:: Material for this task ::

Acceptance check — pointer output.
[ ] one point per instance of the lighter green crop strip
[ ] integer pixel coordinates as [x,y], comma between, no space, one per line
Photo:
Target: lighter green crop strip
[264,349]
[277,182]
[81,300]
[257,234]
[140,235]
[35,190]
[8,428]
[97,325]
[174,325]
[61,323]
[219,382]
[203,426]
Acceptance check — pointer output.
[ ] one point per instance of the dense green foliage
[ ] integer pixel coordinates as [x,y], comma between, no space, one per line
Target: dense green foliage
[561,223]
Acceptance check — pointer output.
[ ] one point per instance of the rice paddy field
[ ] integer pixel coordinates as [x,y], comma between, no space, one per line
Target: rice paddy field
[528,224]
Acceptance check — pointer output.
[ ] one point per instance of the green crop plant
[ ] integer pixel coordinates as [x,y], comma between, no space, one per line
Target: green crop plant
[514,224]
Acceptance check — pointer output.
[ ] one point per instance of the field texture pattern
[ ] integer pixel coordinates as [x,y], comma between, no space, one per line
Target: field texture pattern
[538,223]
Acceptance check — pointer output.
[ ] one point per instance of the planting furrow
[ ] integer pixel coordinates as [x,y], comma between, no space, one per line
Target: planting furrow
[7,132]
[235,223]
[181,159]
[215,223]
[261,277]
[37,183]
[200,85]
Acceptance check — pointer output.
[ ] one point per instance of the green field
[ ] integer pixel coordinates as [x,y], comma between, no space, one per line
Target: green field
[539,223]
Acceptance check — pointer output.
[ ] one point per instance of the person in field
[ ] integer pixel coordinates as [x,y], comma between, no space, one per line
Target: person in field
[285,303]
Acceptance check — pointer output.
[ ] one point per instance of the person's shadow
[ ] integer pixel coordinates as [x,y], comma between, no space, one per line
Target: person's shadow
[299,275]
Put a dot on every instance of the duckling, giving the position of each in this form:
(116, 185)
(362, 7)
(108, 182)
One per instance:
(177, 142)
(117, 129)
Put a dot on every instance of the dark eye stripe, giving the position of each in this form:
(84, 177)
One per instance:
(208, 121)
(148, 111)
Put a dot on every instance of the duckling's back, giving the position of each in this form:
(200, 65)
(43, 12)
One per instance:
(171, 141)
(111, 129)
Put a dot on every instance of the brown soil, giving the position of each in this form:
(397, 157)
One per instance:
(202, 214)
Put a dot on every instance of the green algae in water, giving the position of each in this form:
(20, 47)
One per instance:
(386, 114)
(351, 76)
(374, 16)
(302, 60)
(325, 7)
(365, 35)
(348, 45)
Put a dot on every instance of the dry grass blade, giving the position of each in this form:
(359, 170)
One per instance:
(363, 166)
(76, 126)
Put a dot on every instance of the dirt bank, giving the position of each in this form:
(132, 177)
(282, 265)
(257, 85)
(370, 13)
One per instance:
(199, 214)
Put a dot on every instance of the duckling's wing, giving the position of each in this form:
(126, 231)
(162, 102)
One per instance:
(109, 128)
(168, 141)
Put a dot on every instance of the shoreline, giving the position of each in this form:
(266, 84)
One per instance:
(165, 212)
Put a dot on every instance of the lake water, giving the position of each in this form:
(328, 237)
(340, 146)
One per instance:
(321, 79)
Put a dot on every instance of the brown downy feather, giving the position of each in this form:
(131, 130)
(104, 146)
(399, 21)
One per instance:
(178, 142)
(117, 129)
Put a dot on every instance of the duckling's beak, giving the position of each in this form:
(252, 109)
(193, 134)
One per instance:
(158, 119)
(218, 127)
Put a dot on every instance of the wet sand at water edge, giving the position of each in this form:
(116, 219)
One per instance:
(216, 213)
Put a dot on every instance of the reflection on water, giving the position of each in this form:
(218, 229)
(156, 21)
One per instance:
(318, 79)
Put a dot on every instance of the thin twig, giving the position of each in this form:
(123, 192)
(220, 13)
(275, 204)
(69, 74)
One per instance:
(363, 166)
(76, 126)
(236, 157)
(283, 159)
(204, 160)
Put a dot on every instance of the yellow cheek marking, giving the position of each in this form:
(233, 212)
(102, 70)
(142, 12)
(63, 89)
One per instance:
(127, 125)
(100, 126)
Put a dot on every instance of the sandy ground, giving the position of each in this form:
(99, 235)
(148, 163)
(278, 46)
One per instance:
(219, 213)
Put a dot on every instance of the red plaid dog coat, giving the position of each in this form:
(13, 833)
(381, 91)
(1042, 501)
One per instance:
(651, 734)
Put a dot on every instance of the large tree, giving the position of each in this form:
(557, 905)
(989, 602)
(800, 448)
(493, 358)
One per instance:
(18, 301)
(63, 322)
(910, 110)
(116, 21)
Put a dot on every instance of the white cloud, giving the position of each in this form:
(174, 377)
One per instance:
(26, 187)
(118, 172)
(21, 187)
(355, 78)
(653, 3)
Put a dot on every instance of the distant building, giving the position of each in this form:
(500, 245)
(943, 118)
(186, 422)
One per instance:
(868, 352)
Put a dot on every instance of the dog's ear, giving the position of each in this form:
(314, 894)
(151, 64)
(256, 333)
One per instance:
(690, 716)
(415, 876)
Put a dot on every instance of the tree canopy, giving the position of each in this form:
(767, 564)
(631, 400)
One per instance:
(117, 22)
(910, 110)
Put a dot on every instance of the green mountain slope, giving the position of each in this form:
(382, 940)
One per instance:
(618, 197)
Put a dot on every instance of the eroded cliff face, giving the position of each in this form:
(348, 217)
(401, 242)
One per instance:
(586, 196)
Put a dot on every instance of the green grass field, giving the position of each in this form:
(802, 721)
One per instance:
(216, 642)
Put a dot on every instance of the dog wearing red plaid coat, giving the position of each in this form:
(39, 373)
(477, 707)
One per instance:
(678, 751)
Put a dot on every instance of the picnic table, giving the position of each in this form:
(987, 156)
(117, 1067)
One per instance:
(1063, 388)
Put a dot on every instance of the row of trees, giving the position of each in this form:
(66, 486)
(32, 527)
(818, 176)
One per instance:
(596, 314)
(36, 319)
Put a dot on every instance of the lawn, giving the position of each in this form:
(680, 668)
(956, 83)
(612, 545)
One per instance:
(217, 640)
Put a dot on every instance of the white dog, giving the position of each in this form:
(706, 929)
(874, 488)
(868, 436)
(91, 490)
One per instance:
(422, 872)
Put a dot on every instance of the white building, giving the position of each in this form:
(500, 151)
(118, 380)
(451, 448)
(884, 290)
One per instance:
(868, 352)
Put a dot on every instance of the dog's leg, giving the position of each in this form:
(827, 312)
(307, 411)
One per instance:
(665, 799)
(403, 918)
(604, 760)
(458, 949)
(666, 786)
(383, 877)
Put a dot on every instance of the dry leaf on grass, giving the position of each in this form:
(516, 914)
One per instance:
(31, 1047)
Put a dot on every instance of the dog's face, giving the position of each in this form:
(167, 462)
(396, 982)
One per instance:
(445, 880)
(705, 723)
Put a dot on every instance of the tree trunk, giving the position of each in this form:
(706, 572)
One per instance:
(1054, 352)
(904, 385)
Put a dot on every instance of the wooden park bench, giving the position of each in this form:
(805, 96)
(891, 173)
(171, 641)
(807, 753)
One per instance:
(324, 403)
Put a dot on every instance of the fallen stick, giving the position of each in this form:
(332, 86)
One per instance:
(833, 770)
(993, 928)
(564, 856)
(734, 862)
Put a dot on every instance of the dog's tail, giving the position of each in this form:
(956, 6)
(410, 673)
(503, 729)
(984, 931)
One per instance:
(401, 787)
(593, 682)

:::

Transcribe all entries exactly as they appear above.

- Solution to the problem -
Acceptance check — pointer output.
[ ] one point per instance of the lighter green crop strip
[ ] integer pixel coordinates as [x,y], comma between, no space, one per line
Photo:
Target: lighter green crop strip
[264,349]
[277,182]
[81,300]
[257,234]
[140,235]
[35,190]
[8,428]
[97,325]
[174,325]
[61,323]
[219,382]
[203,426]
Acceptance check — pointer output.
[ ] one point per instance of the dense green foliage
[ ] integer pixel coordinates as [x,y], comma between, no space, one per line
Target: dense green foliage
[561,223]
Acceptance check — pointer output.
[ ] one point per instance of the rice paddy field
[ ] integer pixel coordinates as [x,y], comma between, no space, one per line
Target: rice paddy field
[528,224]
Acceptance check — pointer output.
[ ] one point per instance of the green crop plant
[ ] integer pixel coordinates as [x,y], comma between, no space, one per line
Target: green crop plant
[514,224]
Acceptance check — pointer output.
[ ] one point per instance of the field texture pattern
[ ] integer pixel coordinates as [x,y], comma between, no space, one per line
Target: field texture pattern
[538,223]
Acceptance check — pointer output.
[ ] one point per instance of the planting furrow
[ ] integer pixel coordinates as [x,y], comma between, no space, one per line
Target: planting furrow
[7,132]
[235,223]
[181,159]
[215,223]
[261,277]
[37,183]
[200,85]
Acceptance check — pointer output.
[ ] one point per instance of the green field
[ ] integer pixel coordinates as [x,y], comma between, no space, one per line
Target: green field
[539,223]
Acceptance check — pointer output.
[ ] one point per instance of the person in field
[ ] integer pixel coordinates as [x,y], comma between, no space, one per line
Target: person in field
[285,303]
Acceptance check — pointer output.
[ ] one point per instance of the person's shadow
[ ] integer pixel coordinates as [x,y], comma between, no space, one per line
Target: person's shadow
[299,275]
Put a dot on every instance of the duckling, giving the position of each in this form:
(116, 185)
(362, 7)
(108, 182)
One per instance:
(177, 142)
(117, 129)
Put a dot on every instance of the dark eye stripe, giving the position of each in this form:
(84, 177)
One per instance:
(208, 121)
(148, 111)
Put a dot on every instance of the duckling's back, giving the position of each in this form:
(200, 65)
(43, 12)
One per instance:
(171, 141)
(111, 129)
Put a dot on every instance of the brown soil, giving the position of each in this form:
(397, 157)
One per instance:
(202, 214)
Put a dot on every instance of the green algae in water, giving the position of each in this form:
(20, 47)
One per instance:
(386, 114)
(351, 76)
(374, 16)
(302, 60)
(325, 7)
(365, 35)
(348, 45)
Put a dot on every instance of the dry grass blade, giving the position of each in this form:
(359, 170)
One per instance:
(363, 166)
(76, 126)
Put a dot on every instance of the dirt bank, giving the position of each in this form:
(132, 177)
(282, 265)
(257, 85)
(370, 13)
One per instance:
(199, 214)
Put a dot on every instance of the duckling's wing, giving the position of each in this form:
(126, 231)
(162, 102)
One per instance:
(109, 128)
(168, 141)
Put a dot on every instance of the shoreline, giving the position of each in this form:
(266, 84)
One per instance:
(165, 212)
Put a dot on every instance of the lake water, giving the position of each in this form:
(328, 237)
(340, 146)
One per instance:
(321, 79)
Put a dot on every instance of the brown downy feather, giving the position of each in this form:
(131, 130)
(104, 146)
(399, 21)
One per instance:
(178, 142)
(117, 129)
Put a dot on every instance of the duckling's beak, giving the position of each in this form:
(252, 109)
(193, 134)
One per instance:
(158, 119)
(218, 127)
Put a dot on every instance of the wet sand at water edge, giving the position of each in this form:
(116, 219)
One per instance:
(216, 213)
Put a dot on every instance of the reflection on water, giving the position of each in this form:
(218, 229)
(156, 21)
One per instance:
(318, 79)
Put a dot on every instance of the thin twig, giving the position of each in this form:
(123, 192)
(220, 13)
(275, 204)
(69, 74)
One per instance:
(363, 166)
(76, 126)
(236, 157)
(283, 159)
(204, 160)
Put a dot on every instance of the yellow cheek marking, giving the position of each in this form:
(233, 212)
(102, 70)
(142, 12)
(63, 89)
One per instance:
(127, 125)
(100, 126)
Put a dot on every instance of the sandy ground, giving the position of each in this form:
(99, 235)
(148, 163)
(278, 46)
One per instance:
(219, 213)
Put a dot on every instance of the red plaid dog coat, giving the position of each in this form:
(13, 833)
(381, 91)
(1042, 501)
One per instance:
(651, 734)
Put a dot on every instance of the large tree, giving the position of each in this form:
(557, 905)
(989, 602)
(800, 448)
(493, 358)
One per instance:
(18, 301)
(63, 322)
(910, 110)
(116, 21)
Put a dot on every instance of the white cloud, giving the position of each in this form:
(174, 377)
One per instance:
(26, 187)
(118, 172)
(21, 187)
(355, 78)
(653, 3)
Put a dot on every instance of the distant building, giving the position of each in this form:
(500, 245)
(943, 118)
(186, 422)
One per instance:
(868, 352)
Put a dot on every instance of the dog's ear, giving the position of each in this form:
(314, 894)
(151, 64)
(256, 333)
One per instance:
(690, 716)
(415, 876)
Put a dot on every instance of the tree canopy, giving the position of each in this form:
(767, 564)
(631, 400)
One per instance:
(117, 22)
(910, 110)
Put a dot on every instance of the green mountain slope, giving the position of each in this form:
(382, 940)
One per instance:
(618, 197)
Put a dot on every instance of the eroded cliff face, giving the position of each in this form:
(348, 217)
(401, 242)
One per instance:
(586, 196)
Put a dot on every instance of the green grass field, giving the position of each in this form:
(802, 721)
One per instance:
(216, 642)
Put a dot on every instance of the dog wearing red plaid coat, giving the position of each in this form:
(39, 373)
(477, 707)
One per instance:
(678, 751)
Put a dot on every instance of the picnic table, giving the position of each in this form:
(987, 156)
(117, 1067)
One per instance:
(1063, 388)
Put a dot on every instance of the row of trees, giving the position of each in this form:
(66, 486)
(32, 527)
(818, 176)
One per instance:
(596, 314)
(36, 319)
Put a dot on every instance of the lawn, giving the position of each in this form:
(680, 668)
(956, 83)
(612, 545)
One per instance:
(217, 640)
Put a dot on every instance of the white dog, giving the position of each in this form:
(706, 929)
(874, 488)
(868, 436)
(91, 490)
One per instance:
(422, 872)
Put a dot on every instance of the white building, giving the position of each in this form:
(500, 151)
(118, 380)
(451, 448)
(884, 290)
One per instance:
(868, 352)
Put a dot on every instance of the dog's leg, giving the position of each in this form:
(827, 312)
(307, 411)
One per instance:
(665, 799)
(403, 918)
(604, 760)
(458, 949)
(666, 786)
(383, 877)
Put a dot on every instance of the dry leaf on grass, giving the position of each in this form:
(516, 914)
One per instance:
(31, 1047)
Put a dot on every instance of the dog's face, giving the position of each in this form:
(167, 462)
(396, 982)
One per instance:
(445, 880)
(705, 723)
Put a dot on every instance of the tree trunk, giving the position of each in this form:
(706, 572)
One per instance:
(1054, 352)
(904, 385)
Put a dot on every instance of the wooden park bench, giving the position of each in this form:
(805, 96)
(891, 173)
(171, 641)
(807, 753)
One per instance:
(324, 403)
Put a dot on every instance of the fallen stick, giving the position of each in this form:
(332, 86)
One per instance:
(833, 770)
(993, 928)
(564, 856)
(734, 862)
Put a dot on every instance of the dog's tail, giving the position of each in this form:
(956, 6)
(410, 673)
(503, 729)
(984, 931)
One per instance:
(401, 787)
(593, 682)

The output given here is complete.